Available data Block Start

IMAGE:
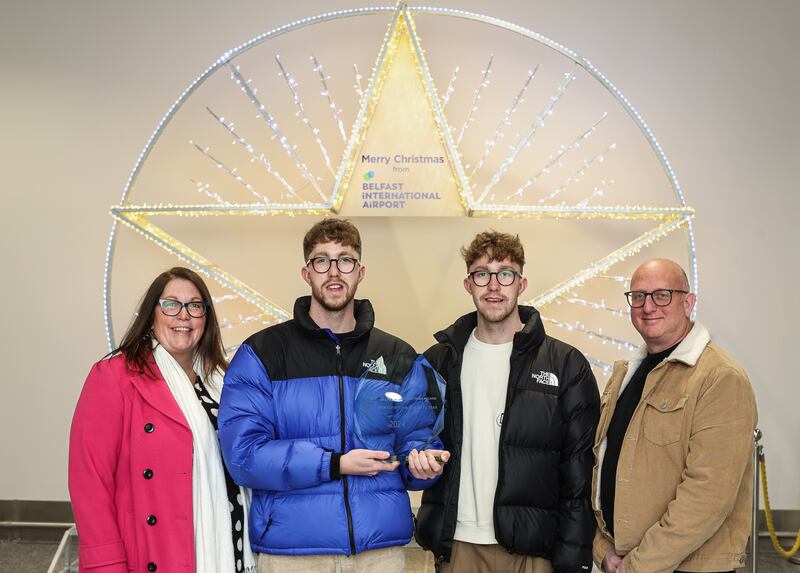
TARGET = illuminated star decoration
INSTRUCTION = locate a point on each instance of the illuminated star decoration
(477, 200)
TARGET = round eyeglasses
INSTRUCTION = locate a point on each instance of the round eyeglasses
(506, 277)
(660, 297)
(172, 307)
(323, 264)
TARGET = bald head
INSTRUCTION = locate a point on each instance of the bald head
(665, 268)
(662, 325)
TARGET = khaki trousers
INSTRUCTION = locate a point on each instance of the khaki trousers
(386, 560)
(472, 558)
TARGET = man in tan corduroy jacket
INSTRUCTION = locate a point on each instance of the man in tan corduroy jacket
(673, 478)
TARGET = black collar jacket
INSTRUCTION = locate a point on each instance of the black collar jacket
(542, 504)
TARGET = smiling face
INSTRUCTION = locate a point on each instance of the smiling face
(179, 335)
(495, 303)
(662, 326)
(332, 291)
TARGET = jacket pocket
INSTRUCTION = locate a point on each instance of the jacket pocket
(663, 419)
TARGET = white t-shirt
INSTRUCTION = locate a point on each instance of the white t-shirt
(484, 380)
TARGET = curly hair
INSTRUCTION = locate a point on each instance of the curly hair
(495, 245)
(332, 230)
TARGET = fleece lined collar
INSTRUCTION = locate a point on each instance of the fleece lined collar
(688, 351)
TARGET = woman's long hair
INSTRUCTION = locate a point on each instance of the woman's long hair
(137, 346)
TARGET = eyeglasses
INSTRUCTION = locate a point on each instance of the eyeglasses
(172, 307)
(660, 297)
(505, 277)
(323, 264)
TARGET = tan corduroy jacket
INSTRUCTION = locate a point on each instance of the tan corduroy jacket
(685, 473)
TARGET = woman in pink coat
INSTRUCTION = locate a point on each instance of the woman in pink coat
(149, 489)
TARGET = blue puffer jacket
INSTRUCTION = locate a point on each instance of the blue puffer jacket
(286, 416)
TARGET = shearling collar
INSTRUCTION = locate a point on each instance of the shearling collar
(688, 351)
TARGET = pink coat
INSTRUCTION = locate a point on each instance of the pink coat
(130, 474)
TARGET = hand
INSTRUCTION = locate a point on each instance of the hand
(612, 562)
(423, 465)
(365, 463)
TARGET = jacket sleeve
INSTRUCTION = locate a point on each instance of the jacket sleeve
(580, 404)
(418, 423)
(253, 455)
(720, 449)
(94, 448)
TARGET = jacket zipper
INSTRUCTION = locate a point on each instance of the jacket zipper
(269, 522)
(342, 430)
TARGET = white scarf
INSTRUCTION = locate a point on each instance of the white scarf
(212, 516)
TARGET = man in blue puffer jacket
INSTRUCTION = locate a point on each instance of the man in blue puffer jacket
(286, 424)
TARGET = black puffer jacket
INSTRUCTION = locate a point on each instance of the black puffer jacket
(542, 504)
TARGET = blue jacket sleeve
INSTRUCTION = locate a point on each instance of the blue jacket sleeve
(254, 455)
(418, 423)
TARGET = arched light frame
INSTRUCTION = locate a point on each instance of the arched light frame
(231, 54)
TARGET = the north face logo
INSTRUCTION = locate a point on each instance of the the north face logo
(546, 378)
(378, 366)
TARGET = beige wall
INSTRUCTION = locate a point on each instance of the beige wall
(84, 83)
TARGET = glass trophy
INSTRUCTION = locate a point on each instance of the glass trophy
(399, 409)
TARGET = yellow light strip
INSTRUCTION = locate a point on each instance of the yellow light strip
(602, 265)
(142, 225)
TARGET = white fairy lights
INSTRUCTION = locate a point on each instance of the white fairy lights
(326, 93)
(301, 111)
(556, 158)
(485, 81)
(264, 114)
(259, 158)
(526, 138)
(504, 122)
(137, 217)
(578, 326)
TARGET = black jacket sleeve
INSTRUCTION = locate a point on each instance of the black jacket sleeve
(580, 406)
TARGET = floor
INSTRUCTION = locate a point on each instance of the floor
(35, 557)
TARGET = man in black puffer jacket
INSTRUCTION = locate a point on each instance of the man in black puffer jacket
(522, 413)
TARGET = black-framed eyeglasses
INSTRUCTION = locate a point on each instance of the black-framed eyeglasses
(323, 264)
(506, 277)
(172, 307)
(660, 297)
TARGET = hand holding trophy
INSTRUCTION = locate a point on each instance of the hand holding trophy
(400, 410)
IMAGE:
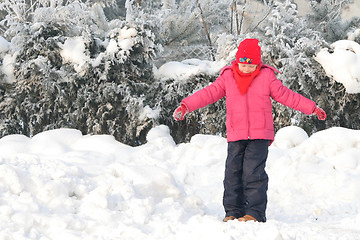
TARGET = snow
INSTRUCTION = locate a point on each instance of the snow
(61, 184)
(73, 51)
(4, 45)
(342, 64)
(182, 71)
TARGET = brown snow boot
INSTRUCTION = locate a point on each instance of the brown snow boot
(247, 218)
(229, 218)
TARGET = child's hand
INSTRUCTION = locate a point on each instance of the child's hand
(180, 112)
(320, 113)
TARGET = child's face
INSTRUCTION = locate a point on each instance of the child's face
(247, 68)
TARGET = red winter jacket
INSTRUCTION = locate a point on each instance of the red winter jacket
(249, 116)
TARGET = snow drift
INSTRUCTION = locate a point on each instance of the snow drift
(63, 185)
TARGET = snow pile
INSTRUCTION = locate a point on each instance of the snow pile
(342, 63)
(63, 185)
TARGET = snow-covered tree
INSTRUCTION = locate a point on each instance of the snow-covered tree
(75, 69)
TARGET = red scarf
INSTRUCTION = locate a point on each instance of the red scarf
(243, 80)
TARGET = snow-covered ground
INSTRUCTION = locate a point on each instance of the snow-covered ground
(60, 184)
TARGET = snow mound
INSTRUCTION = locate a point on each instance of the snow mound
(342, 63)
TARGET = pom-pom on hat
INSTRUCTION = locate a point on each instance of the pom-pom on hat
(249, 52)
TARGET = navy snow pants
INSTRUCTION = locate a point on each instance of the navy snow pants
(246, 182)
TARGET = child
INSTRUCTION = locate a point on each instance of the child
(248, 85)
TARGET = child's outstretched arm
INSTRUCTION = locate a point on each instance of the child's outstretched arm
(180, 112)
(320, 113)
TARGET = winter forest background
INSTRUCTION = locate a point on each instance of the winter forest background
(95, 65)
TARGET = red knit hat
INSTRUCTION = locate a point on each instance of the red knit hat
(249, 52)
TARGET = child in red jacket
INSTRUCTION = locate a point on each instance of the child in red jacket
(248, 86)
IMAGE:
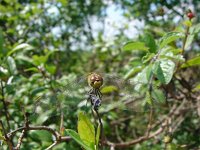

Available data Block End

- [To do]:
Print the listing above in full, exactly as written. Omit any pictures.

- [Answer area]:
IMAGE:
TARGET = illuminated star decoration
INSTRUCTION = locate a point on each instance of the illuminated star decoration
(477, 200)
TARGET = round eyeglasses
INSTRUCTION = locate a point on each instance of the round eyeglasses
(506, 277)
(660, 297)
(172, 307)
(323, 264)
TARGET = bald head
INSTRUCTION = locate a point on each instance of the bald head
(665, 268)
(662, 325)
TARGET = khaki trousers
INSTRUCTION = locate a point on each instance of the khaki trousers
(386, 560)
(472, 558)
TARGET = man in tan corduroy jacket
INSTRUCTION = locate a point on each instance of the man in tan corduroy jacket
(673, 478)
TARGET = black collar jacket
INSTRUCTION = locate a point on each instance of the black collar jacket
(542, 504)
TARGET = smiling face
INSTRUCTION = locate a point on each instance of the smiling face
(179, 335)
(495, 303)
(662, 326)
(332, 291)
TARGET = jacket pocket
INSTRUCTION = locate a point on each instance of the jacket pocket
(663, 419)
TARGET = white t-shirt
INSTRUCTION = locate a point on each instance of the white t-shirt
(484, 380)
TARGET = curly hair
INSTRUCTION = locate a point on each instance of the curly hair
(495, 245)
(332, 230)
TARGET = fleece lined collar
INSTRUCTION = locate a point on each instance of the fleece lined collar
(688, 351)
TARGET = woman's long hair
INSTRUCTION = locate a point on each instance of the woman's long hair
(137, 346)
TARGET = eyeglasses
INSTRUCTION = locate a point on each instance of the eyeglasses
(172, 307)
(660, 297)
(505, 277)
(323, 264)
TARGET = tan corduroy jacket
INSTRUCTION = locate a point on each instance of the tan corduroy jacket
(685, 473)
TARGET = woman in pink coat
INSTRUCTION = locate a point on each instance of the woman in pink coat
(149, 489)
TARGET = blue puffer jacket
INSTRUCTION = locate a point on each instance of the blue puffer jacket
(286, 416)
TARGET = shearling collar
INSTRUCTION = locate a point on each instance of the shearling collar
(688, 351)
TARGET = pink coat
INSTRUCTION = locate a point on each instance of the pink coat
(130, 474)
TARGET = hand
INSTRUCTION = locate a point on each instance of the hand
(612, 562)
(423, 465)
(365, 463)
TARGET = jacket sleeve
INSTRUCTION = locate a point on each instance of the jacket sleeve
(580, 404)
(418, 423)
(253, 455)
(720, 449)
(94, 448)
TARGET = jacket zipper
INSTRUCTION = locate a point on each instance of the jacket zipper
(269, 522)
(342, 430)
TARGET = white scarf
INSTRUCTION = locate a point on each instance of the white scarf
(212, 516)
TARGET = man in blue puffer jacket
INSTRUCTION = locate a point on each instance of the man in blue puffer jacket
(286, 424)
TARGET = black puffer jacket
INSTRUCTION = locate a point on each instance of the black puffer jacket
(542, 504)
TARGET = blue jacket sleeve
INSTRUCTION = locate a point on each instance of the blue jacket sleeve
(254, 455)
(418, 423)
TARGET = arched light frame
INSTRUCTION = locate a point on each instance of the arched light frame
(231, 54)
TARGET = the north face logo
INSTRUCTION = locate a point on each instance of the the north face logo
(546, 378)
(378, 366)
TARGET = beige wall
INSTRUCTION = locate a point on each instance of the beige wall
(84, 83)
TARGET = glass trophy
INSTRUCTION = locate a point on each instance of the glass trophy
(399, 409)
TARGET = yellow light strip
INSTRUCTION = locate a point on each instance of the yellow light strip
(602, 265)
(142, 225)
TARGET = white fairy lights
INSTRUCTION = locate a point on each instance of the white fairy lights
(326, 93)
(301, 111)
(556, 158)
(485, 81)
(264, 114)
(259, 158)
(526, 138)
(504, 122)
(137, 217)
(578, 326)
TARGET = black jacket sleeve
INSTRUCTION = locate a point on each instance of the black jacket sleeve
(580, 406)
TARGET = floor
INSTRUCTION = locate a point on each instance of the floor
(35, 557)
TARGET = man in black puffer jacket
INSTRUCTION = locate a point on each instance of the man in black puffer jacket
(522, 413)
TARGET = black-framed eyeglasses
INSTRUCTION = locate a point on each instance of the black-framed eyeglasses
(323, 264)
(506, 277)
(172, 307)
(660, 297)
TARGET = hand holding trophy
INSTRUCTION = locate a point on each instance of the hand holding trophy
(400, 410)
IMAGE:
TARGET = snow
INSTRUCTION = locate a point on each instance of the snow
(61, 184)
(73, 51)
(4, 45)
(342, 64)
(182, 71)
TARGET = brown snow boot
INSTRUCTION = locate a point on each instance of the brown snow boot
(247, 218)
(229, 218)
TARGET = child's hand
INSTRUCTION = locate a point on each instance of the child's hand
(180, 112)
(320, 113)
TARGET = child's face
INSTRUCTION = locate a point on each instance of the child's face
(247, 68)
TARGET = red winter jacket
INSTRUCTION = locate a point on each instance of the red winter jacket
(249, 116)
TARGET = snow drift
INSTRUCTION = locate a point on each instance of the snow drift
(63, 185)
TARGET = snow pile
INSTRUCTION = locate a point on each instance of the snow pile
(342, 63)
(63, 185)
TARGET = snow-covered tree
INSTRUCTION = locate a point on each instance of the snow-covered tree
(75, 69)
TARGET = red scarf
INSTRUCTION = locate a point on each instance of the red scarf
(243, 80)
TARGET = snow-covered ground
INSTRUCTION = locate a point on each instance of the snow-covered ground
(60, 184)
TARGET = snow mound
INSTRUCTION = locate a point on each instance of the snow mound
(342, 63)
TARGET = pom-pom on hat
INSTRUCTION = locate a point on each instance of the pom-pom on hat
(249, 52)
TARGET = navy snow pants
INSTRUCTION = locate a point on each instance of the navy snow pants
(246, 182)
TARGET = child
INSTRUCTION = locate a point on each instance of the child
(248, 85)
TARGET = child's outstretched arm
INSTRUCTION = locate a point on each instance of the child's outstretched arm
(180, 112)
(320, 113)
TARGET = winter forest background
INSTRUCTION = locate a point on each instance of the winter forest background
(95, 65)
TARGET = red knit hat
INSTRUCTION = locate a point on each instance of the red knit hat
(249, 52)
TARGET = child in red jacket
INSTRUCTION = locate a point on each instance of the child in red jacket
(248, 86)
IMAGE:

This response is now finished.